§ Passage given:
Arshad Zackeriya 🇳🇿 ☁️ for AWS Heroes

Posted on Oct 28

Use Amazon Q developer and AWS Infrastructure Composer to automate the monitoring of available IP addresses in Subnets.

#aws #amazonq #awsvpc #eks

I want to begin with saying that Amazon Q developer and AWS Infrastructure Composer helped me to design this solution in a matter of minutes.

Amazon Q: https://aws.amazon.com/q/
AWS Infrastructure Composer: https://aws.amazon.com/infrastructure-composer/

Problem:

Let's discuss the problem I'm attempting to tackle. IP exhaustion, which occurs when given subnets run out of IPs, is a problem that may arise if you are using Amazon EKS and your workload is growing.

Unless you have IPAM, AWS Cloudwatch metrics do not support them at the time I am writing this blog. Monitoring your available IP addresses in subnets without the use of IPAM is what I'm attempting to accomplish here.

Solution:

AWS Services involved in this solution:

AWS Lambda
Event Bridge Scheduler
AWS Cloudwatch Metrics
AWS Cloudwatch Alarm
AWS SNS

Lambda Function

I was able to create this in a matter of minutes with the help of Amazon Q Developer, however, I obviously needed to make a few little adjustments. This is very beneficial if you understand the basics and what you are doing. Instead of configuring AWS services blindly, I recommend everyone to better understand AWS services.

Full Python Script here:

import boto3
import os
from botocore.exceptions import ClientError

def lambda_handler(event, context):
    vpc_id = os.environ['VPC_ID']
    subnet_ids = os.environ['SUBNET_IDS'].split(',')

§ Record extracts:
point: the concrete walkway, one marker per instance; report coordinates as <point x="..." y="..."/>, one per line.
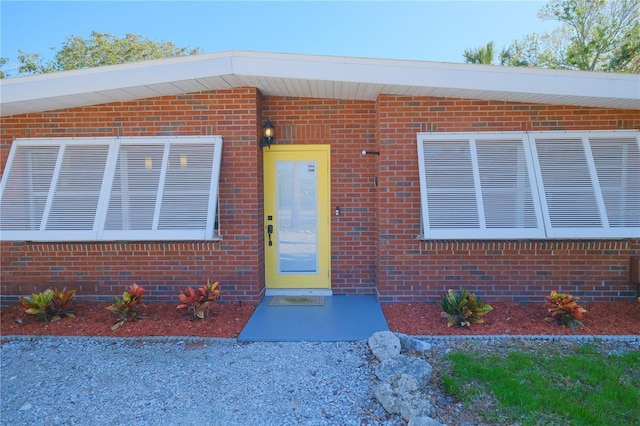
<point x="341" y="318"/>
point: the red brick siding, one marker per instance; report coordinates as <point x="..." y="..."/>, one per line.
<point x="374" y="247"/>
<point x="349" y="127"/>
<point x="410" y="270"/>
<point x="100" y="270"/>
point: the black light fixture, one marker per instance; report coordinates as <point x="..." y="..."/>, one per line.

§ Request: Print everything from "Amazon Q: https://aws.amazon.com/q/" down to "workload is growing." in the post on monitoring subnet IP addresses, copying it word for word. The data stand apart from the post on monitoring subnet IP addresses.

§ Answer below:
Amazon Q: https://aws.amazon.com/q/
AWS Infrastructure Composer: https://aws.amazon.com/infrastructure-composer/

Problem:

Let's discuss the problem I'm attempting to tackle. IP exhaustion, which occurs when given subnets run out of IPs, is a problem that may arise if you are using Amazon EKS and your workload is growing.